READING TEXT —
☆ ☆ ☆ ☆
'Retain all columns after using group_by summarise, and mutatue dplyr on categorical variable and plot barplot with confidence intervals
I'm new to R.
This is my dataset
df <- tribble( ~Area_of_interst ,~Meds,~Response,
"Internal Med", "asprin", "yes",
"Internal Med", "vitamins","no",
"Internal Med", "folic acid","yes",
"Emergency Med", "asprin", "yes",
"Emergency Med", "vitamins","no",
"Emergency Med", "folic acid","yes",
I have about 6 different "Area_of_interest". As you can all my variables are categorical. I want to plot a barplot for all the 6 different "Area_of_interest" by meds whiles only filtering those with response "yes" on the same barplot. The barplot should have their respective confidence interval.
I have two questions:
After I used the summarise function, I didn't access to the variable "Area of interest". All the variables are categorical. How do I compute the proportions without using summarise function or I do fix my code below for me to retain all my columns
Compute my confidence interval for barplot for each "area of interest".
df %>% na.omit() %>%
group_by(meds, Response) %>% summarise( ct=n()) %>%
mutate(propn =paste0( round(100*ct/sum(ct),1),"%" )) %>%
filter(Response=="yes") %>% ggplot(aes(x=meds, y=propn)) +
geom_col(position = "dodge")
☆ ☆ ☆ ☆
CHALLENGE 1 — Reproduce the R question word for word, from "This is my dataset" through "respective confidence interval.".
CHALLENGE 2 — According to the R question, roughly how many different "Area_of_interest" values are in the full dataset?
CHALLENGE 3 — Condense the paragraph of the R question beginning "I have about 6 different" into a short list that keeps its main facts.

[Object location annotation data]
☆ ☆ ☆ ☆
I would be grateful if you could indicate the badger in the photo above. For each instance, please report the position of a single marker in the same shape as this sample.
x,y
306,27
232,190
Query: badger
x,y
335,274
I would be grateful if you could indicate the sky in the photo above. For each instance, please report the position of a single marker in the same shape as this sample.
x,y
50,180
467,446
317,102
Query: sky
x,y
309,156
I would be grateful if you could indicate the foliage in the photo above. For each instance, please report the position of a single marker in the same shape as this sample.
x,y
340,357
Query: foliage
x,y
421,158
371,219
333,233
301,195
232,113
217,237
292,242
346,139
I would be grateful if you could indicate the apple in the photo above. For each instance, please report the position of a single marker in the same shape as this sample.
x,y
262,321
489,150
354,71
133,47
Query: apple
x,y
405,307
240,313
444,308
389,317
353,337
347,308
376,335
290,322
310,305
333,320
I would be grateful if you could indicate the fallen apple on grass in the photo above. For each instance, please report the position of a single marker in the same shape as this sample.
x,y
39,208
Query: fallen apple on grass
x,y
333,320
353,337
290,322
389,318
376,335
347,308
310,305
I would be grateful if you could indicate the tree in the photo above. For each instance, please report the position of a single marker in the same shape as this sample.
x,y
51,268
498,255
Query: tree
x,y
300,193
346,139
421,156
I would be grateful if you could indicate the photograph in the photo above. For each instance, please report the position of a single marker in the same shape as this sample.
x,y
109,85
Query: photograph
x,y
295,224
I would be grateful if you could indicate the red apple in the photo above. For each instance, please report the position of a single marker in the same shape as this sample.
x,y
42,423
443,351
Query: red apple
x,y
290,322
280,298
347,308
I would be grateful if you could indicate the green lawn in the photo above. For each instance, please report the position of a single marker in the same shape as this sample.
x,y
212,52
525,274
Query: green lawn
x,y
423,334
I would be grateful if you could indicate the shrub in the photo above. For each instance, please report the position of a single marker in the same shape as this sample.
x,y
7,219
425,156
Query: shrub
☆ ☆ ☆ ☆
EXERCISE ANSWER 1 —
This is my dataset
df <- tribble( ~Area_of_interst ,~Meds,~Response,
"Internal Med", "asprin", "yes",
"Internal Med", "vitamins","no",
"Internal Med", "folic acid","yes",
"Emergency Med", "asprin", "yes",
"Emergency Med", "vitamins","no",
"Emergency Med", "folic acid","yes",
I have about 6 different "Area_of_interest". As you can all my variables are categorical. I want to plot a barplot for all the 6 different "Area_of_interest" by meds whiles only filtering those with response "yes" on the same barplot. The barplot should have their respective confidence interval.

EXERCISE ANSWER 2 — About 6.

EXERCISE ANSWER 3 —
- The dataset has about 6 different "Area_of_interest" values.
- All variables are categorical.
- The goal is one barplot covering all 6 areas by meds, filtered to responses of "yes".
- Each bar should show its confidence interval.